■ **DIRECTIONS**: The answer must consist of each line below that contains the string "ground".

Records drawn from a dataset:
——

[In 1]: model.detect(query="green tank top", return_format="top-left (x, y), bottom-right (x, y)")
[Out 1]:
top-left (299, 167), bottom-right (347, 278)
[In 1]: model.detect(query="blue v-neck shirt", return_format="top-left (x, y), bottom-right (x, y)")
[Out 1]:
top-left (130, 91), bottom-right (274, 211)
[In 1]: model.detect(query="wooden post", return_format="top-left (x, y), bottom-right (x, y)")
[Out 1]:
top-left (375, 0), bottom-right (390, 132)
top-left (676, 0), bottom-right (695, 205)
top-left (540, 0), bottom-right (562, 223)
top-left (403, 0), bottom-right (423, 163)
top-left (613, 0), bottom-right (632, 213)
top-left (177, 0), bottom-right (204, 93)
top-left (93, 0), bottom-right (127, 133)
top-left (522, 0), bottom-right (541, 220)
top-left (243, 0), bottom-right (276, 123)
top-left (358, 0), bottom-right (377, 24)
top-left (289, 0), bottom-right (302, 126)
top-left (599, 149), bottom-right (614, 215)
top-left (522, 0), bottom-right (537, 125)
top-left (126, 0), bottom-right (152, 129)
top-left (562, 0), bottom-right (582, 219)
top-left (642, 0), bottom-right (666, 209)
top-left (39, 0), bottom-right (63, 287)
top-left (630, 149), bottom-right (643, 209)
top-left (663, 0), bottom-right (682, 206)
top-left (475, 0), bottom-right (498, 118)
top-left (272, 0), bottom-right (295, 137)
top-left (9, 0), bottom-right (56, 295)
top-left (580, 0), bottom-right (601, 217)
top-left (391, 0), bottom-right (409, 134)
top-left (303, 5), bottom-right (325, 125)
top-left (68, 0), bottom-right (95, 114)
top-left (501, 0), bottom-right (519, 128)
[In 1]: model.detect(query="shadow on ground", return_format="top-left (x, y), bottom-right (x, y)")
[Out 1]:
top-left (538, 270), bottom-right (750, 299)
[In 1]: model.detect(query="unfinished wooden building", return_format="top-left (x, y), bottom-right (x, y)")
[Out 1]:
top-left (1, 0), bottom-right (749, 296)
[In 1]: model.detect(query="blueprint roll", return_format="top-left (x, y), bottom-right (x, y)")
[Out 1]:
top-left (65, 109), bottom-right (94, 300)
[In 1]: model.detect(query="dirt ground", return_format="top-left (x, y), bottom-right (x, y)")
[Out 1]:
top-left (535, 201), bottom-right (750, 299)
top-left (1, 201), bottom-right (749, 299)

——

■ **TASK ANSWER**:
[In 1]: model.detect(query="shadow on ground", return_format="top-left (x, y), bottom-right (x, y)")
[In 1]: model.detect(query="dirt ground", return_format="top-left (x, y), bottom-right (x, y)")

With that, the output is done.